● **Data extract**:
================================

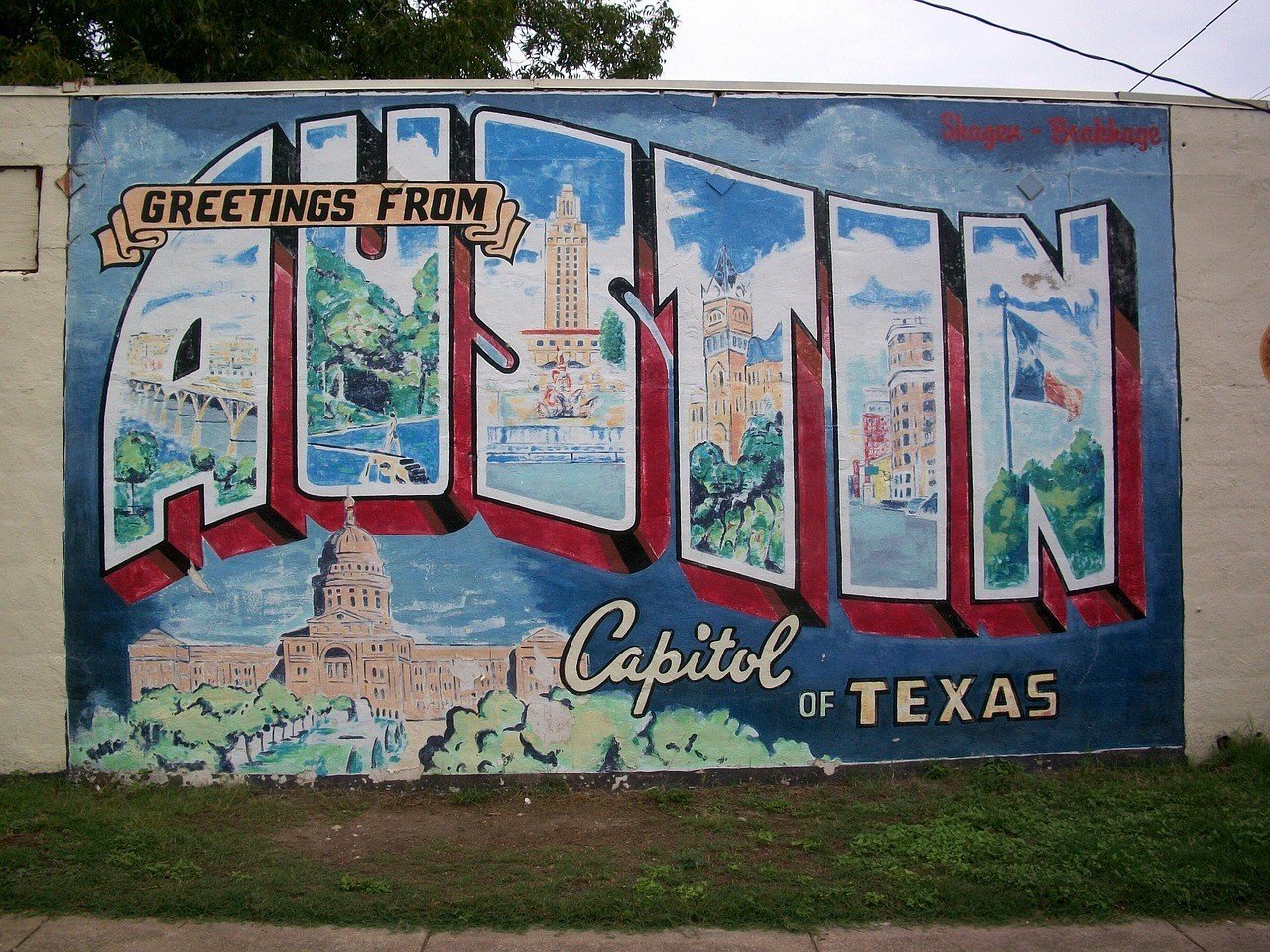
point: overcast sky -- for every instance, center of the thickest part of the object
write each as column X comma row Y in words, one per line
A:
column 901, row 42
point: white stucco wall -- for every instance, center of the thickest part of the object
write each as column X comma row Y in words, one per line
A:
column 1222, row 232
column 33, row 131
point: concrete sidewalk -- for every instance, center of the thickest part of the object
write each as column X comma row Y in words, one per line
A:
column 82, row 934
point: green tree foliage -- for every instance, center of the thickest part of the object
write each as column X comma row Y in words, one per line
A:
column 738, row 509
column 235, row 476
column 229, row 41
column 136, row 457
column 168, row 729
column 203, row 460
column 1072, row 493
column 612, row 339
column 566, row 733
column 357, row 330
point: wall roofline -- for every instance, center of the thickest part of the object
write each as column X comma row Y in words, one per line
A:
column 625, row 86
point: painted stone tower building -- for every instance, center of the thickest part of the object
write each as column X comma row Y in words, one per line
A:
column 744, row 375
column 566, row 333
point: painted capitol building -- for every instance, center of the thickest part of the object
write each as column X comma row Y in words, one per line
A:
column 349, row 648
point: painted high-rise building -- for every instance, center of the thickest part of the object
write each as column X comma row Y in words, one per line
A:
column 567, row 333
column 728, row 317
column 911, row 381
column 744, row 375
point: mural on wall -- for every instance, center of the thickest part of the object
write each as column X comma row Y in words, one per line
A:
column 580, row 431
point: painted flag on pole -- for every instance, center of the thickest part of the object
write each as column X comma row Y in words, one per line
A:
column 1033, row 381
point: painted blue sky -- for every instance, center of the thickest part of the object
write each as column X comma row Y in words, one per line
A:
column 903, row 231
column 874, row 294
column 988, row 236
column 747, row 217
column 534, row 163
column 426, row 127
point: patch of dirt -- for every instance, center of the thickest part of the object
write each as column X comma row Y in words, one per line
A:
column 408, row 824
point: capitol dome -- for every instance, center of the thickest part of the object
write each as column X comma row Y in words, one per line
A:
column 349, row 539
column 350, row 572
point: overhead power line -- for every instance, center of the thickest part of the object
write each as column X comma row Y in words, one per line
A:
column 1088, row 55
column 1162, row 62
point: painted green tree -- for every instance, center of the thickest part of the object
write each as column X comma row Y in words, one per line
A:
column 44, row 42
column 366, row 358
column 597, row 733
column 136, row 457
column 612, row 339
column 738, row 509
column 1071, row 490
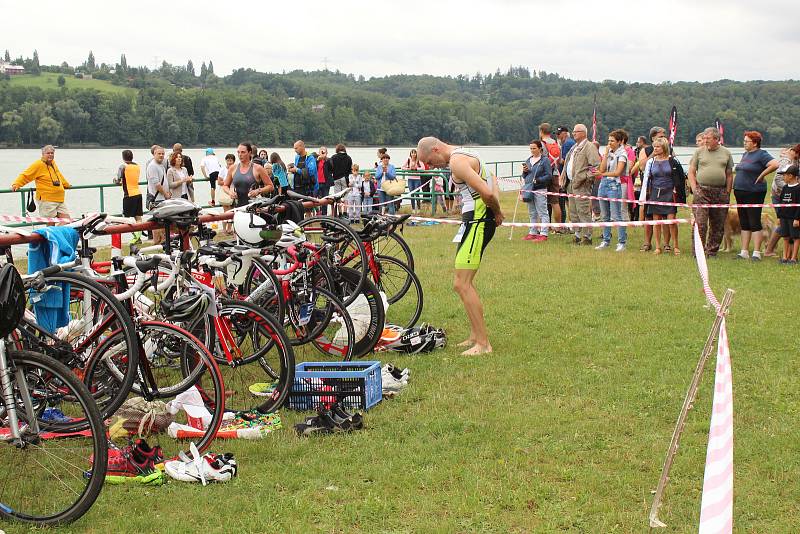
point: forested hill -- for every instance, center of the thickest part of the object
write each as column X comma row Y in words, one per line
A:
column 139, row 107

================================

● **Set task**: Copy out the items above word for word, starting at the beginning and stopping after the line that contains "column 625, row 86". Leave the pictures out of your copy.

● **Reply**:
point: overcast sky -- for every instance, center of the thickest part of the object
write each as column X comma row Y in words, one per line
A:
column 901, row 42
point: white stucco wall -- for every instance, center of the thickest part of the object
write each as column X comma row Y in words, one per line
A:
column 1222, row 232
column 33, row 131
point: concrete sidewalk -- for every instance, center of the thickest part of the object
write each as column X comma row Y in words, one per line
A:
column 82, row 934
point: green tree foliage -- for every instance, center of the thickest part of the object
write each as column X comma row Y in words, one per line
A:
column 738, row 509
column 235, row 476
column 229, row 41
column 136, row 457
column 168, row 729
column 203, row 460
column 1072, row 493
column 612, row 339
column 566, row 733
column 357, row 330
point: wall roofline -- for every instance, center of the thickest part of the object
write each as column X comma row Y in words, one per line
A:
column 625, row 86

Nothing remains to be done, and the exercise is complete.